**The task**
How many lines in the records below contain the string "lounge"? Case matters, and the reply should be only the number.

**Source data**
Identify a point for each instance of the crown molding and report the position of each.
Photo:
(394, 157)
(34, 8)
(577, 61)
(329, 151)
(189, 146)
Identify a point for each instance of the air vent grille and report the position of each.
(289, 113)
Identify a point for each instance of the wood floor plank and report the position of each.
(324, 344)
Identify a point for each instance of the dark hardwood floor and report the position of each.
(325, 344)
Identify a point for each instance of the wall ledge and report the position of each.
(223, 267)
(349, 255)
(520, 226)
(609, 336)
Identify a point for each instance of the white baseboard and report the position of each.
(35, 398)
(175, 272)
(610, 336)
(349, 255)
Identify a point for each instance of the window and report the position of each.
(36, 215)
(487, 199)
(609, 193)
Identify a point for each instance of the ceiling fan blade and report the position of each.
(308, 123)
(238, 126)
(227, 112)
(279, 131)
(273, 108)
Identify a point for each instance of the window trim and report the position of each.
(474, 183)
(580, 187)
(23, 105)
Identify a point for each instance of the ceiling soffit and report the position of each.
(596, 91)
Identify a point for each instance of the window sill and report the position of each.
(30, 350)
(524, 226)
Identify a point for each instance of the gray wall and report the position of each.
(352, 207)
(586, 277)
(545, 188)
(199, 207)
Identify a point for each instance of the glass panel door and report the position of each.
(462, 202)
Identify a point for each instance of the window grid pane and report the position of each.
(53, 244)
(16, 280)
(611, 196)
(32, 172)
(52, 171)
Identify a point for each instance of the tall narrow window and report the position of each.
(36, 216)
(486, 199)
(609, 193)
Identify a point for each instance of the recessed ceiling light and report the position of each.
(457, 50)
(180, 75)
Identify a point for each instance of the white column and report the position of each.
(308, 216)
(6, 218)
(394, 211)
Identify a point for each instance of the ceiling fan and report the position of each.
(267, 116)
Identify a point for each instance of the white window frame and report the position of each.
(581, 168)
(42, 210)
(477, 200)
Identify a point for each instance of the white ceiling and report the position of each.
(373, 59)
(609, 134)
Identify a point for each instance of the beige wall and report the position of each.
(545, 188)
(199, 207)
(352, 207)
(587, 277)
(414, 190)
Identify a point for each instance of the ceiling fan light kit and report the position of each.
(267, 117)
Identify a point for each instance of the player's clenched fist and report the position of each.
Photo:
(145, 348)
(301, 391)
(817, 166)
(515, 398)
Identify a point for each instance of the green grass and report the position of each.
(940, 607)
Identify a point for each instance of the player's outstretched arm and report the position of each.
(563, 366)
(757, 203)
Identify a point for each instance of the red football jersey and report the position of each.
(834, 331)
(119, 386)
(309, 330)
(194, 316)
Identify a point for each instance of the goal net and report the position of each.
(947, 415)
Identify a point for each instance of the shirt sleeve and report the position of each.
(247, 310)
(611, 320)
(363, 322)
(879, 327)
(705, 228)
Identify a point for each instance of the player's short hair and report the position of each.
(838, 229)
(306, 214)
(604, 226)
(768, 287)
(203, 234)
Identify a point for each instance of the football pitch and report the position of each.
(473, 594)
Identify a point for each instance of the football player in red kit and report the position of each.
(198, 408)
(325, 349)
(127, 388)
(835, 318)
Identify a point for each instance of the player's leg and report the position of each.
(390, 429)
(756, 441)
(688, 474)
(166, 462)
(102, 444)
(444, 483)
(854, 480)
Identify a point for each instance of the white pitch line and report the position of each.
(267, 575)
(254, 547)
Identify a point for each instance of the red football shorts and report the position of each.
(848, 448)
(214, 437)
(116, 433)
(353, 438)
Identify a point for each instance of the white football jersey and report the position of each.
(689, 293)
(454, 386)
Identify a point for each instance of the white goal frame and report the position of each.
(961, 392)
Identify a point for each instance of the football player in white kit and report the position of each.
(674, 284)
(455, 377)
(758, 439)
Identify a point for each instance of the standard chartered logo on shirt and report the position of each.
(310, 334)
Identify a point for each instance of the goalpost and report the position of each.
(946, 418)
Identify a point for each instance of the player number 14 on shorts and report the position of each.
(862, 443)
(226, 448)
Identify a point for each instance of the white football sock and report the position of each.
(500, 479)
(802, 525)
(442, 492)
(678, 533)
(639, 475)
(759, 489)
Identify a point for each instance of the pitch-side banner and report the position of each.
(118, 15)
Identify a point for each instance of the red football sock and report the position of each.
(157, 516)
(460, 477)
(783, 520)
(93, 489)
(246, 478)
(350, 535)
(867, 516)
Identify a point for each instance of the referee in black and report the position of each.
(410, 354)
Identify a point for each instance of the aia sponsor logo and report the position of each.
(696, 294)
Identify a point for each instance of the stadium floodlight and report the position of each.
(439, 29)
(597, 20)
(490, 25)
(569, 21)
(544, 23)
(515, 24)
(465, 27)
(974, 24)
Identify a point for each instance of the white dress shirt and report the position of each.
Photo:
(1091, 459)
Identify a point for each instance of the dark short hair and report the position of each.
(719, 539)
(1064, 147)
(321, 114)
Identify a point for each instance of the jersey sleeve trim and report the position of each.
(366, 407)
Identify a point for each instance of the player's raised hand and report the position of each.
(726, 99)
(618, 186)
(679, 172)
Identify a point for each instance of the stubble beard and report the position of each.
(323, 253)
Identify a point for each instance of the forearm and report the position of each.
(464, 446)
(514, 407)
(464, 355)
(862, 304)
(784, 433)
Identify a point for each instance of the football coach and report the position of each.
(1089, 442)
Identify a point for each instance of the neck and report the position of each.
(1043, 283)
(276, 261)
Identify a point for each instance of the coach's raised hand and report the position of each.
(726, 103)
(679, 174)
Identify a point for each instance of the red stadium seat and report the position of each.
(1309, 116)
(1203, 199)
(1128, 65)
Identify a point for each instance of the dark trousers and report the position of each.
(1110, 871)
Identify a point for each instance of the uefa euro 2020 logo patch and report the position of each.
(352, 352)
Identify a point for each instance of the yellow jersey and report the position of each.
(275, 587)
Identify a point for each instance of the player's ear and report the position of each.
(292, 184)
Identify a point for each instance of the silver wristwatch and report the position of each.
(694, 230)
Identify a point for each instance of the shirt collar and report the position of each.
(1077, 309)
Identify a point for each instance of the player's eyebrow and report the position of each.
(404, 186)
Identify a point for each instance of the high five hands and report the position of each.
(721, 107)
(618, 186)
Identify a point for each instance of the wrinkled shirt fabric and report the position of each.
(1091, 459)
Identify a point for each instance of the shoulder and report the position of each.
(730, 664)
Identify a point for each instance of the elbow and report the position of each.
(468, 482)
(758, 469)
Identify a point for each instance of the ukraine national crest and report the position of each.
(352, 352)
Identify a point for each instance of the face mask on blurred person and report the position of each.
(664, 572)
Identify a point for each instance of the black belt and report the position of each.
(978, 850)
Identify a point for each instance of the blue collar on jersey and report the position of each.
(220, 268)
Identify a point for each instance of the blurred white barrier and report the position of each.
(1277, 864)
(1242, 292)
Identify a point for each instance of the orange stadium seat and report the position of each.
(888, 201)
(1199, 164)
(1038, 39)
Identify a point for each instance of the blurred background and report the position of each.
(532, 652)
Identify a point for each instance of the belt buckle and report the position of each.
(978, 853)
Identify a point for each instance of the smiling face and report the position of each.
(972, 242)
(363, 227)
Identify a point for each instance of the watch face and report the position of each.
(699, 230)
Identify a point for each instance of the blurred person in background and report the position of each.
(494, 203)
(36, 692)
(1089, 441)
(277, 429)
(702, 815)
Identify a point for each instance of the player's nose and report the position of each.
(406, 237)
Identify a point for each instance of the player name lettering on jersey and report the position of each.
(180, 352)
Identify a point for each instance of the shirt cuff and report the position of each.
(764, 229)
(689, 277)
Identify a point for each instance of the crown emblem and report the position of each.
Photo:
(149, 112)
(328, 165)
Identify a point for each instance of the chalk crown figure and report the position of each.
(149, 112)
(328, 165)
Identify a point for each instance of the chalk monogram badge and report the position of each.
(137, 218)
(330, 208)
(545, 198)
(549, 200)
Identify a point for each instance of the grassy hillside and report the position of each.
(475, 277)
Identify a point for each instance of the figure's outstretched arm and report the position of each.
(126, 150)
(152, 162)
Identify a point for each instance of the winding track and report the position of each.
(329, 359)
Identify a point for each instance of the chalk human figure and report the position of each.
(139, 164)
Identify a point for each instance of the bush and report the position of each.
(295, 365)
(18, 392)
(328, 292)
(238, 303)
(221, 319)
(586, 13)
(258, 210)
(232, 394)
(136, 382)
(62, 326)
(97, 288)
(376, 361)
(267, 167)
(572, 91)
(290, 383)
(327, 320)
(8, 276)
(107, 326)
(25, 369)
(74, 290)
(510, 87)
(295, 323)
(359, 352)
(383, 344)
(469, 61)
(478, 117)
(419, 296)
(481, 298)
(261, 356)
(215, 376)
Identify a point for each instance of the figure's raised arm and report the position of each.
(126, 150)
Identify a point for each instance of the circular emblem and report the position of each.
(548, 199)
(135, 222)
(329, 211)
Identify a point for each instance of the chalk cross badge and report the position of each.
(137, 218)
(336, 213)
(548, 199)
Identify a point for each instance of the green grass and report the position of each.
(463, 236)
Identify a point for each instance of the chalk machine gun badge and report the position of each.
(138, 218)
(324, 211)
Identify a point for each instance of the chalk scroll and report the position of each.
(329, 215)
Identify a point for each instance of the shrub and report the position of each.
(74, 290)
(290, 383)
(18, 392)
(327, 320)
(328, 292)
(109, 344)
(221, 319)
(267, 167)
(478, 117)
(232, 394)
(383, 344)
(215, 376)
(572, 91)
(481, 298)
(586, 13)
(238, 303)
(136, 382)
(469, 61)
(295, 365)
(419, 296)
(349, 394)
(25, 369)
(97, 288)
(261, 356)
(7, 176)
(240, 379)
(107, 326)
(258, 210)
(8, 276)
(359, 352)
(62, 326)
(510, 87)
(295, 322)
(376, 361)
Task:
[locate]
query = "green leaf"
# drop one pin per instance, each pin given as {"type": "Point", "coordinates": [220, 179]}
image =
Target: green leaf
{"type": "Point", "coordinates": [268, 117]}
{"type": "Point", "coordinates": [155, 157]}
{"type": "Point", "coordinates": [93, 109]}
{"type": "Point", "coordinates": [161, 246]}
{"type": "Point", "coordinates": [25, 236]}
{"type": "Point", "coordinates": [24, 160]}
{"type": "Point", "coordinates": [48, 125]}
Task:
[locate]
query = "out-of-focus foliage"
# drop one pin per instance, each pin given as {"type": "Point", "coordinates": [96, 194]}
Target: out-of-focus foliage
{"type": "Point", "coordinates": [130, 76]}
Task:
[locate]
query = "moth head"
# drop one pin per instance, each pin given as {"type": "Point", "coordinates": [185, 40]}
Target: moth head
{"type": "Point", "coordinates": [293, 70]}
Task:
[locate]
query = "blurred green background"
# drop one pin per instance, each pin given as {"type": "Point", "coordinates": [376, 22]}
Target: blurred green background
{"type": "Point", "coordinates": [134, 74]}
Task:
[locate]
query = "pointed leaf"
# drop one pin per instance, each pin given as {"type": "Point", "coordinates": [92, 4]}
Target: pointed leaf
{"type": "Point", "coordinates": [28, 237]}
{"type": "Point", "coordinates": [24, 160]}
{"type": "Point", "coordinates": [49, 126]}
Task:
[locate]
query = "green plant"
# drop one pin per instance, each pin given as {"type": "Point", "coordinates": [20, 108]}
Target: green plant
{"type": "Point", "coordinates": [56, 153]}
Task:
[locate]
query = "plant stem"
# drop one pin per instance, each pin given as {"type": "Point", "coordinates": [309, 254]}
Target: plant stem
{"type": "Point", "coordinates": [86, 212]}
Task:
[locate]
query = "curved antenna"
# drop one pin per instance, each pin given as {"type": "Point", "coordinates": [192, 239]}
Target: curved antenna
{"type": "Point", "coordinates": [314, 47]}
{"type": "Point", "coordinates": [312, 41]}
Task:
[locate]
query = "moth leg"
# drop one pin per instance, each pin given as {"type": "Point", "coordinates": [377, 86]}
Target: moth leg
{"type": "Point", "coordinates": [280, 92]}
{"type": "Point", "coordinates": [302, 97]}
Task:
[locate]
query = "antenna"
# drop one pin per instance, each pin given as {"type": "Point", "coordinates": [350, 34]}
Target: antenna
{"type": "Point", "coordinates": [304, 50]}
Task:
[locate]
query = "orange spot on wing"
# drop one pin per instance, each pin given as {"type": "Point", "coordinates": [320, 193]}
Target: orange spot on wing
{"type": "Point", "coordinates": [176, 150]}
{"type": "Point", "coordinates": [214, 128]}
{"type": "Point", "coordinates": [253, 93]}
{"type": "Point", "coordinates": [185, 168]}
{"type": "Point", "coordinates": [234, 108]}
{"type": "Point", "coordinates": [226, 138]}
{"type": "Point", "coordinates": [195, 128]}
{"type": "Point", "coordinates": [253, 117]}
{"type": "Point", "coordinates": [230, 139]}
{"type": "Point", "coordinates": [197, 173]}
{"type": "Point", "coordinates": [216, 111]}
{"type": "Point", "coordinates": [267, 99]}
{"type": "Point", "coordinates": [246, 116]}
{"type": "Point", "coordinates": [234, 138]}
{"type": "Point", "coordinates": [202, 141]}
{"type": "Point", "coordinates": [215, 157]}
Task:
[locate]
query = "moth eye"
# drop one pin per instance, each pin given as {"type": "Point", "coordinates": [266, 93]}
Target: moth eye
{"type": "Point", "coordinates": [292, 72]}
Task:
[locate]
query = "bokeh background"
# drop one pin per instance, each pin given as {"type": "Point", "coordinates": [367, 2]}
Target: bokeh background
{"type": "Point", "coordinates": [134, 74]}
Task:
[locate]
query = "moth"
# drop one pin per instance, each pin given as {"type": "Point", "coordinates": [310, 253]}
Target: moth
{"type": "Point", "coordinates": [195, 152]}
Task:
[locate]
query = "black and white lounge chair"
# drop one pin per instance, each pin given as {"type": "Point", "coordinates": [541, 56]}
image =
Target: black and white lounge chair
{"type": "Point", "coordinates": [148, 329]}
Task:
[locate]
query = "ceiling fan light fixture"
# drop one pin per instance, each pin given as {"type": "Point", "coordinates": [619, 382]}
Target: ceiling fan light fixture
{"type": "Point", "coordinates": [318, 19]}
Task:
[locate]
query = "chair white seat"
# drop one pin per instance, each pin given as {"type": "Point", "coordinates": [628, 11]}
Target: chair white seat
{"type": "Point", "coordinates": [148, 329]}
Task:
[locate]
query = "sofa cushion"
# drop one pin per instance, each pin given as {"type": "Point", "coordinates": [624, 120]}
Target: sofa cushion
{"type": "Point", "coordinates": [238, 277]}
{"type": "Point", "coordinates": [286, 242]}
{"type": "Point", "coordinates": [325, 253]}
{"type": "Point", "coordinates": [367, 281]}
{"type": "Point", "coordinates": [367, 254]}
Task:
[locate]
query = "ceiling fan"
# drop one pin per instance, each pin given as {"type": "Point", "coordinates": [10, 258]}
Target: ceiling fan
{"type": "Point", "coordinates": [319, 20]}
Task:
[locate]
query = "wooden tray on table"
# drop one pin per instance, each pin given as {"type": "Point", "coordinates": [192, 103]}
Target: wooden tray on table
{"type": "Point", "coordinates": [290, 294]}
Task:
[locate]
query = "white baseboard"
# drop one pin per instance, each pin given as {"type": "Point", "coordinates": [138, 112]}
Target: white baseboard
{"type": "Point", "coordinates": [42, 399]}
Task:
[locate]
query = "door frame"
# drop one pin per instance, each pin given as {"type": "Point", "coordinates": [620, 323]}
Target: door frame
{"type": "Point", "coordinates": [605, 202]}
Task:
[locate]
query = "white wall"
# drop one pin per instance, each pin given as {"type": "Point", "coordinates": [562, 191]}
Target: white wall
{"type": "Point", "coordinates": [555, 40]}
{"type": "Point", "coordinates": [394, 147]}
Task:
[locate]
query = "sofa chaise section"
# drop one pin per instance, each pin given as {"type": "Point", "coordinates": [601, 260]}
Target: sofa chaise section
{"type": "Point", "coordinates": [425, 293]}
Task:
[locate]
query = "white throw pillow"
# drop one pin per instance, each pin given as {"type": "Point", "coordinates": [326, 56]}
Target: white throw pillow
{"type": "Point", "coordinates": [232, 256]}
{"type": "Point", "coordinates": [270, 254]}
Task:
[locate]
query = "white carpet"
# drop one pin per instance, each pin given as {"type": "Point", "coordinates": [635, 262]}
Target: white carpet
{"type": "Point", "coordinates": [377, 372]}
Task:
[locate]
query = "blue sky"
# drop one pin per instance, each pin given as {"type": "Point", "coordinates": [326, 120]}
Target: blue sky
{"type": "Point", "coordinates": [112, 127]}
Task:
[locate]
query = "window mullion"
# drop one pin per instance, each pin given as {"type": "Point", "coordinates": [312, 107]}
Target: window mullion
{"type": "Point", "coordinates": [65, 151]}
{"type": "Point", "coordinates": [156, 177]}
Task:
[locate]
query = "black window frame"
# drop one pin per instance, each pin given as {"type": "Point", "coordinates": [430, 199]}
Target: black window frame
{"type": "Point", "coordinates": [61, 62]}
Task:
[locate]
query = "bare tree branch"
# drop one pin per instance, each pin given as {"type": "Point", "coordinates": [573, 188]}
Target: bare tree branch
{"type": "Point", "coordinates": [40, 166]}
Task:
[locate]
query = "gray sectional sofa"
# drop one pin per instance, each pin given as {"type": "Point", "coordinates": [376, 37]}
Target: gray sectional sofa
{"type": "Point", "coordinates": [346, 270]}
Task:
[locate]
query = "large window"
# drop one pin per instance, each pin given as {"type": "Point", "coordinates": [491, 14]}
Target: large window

**Response to the task**
2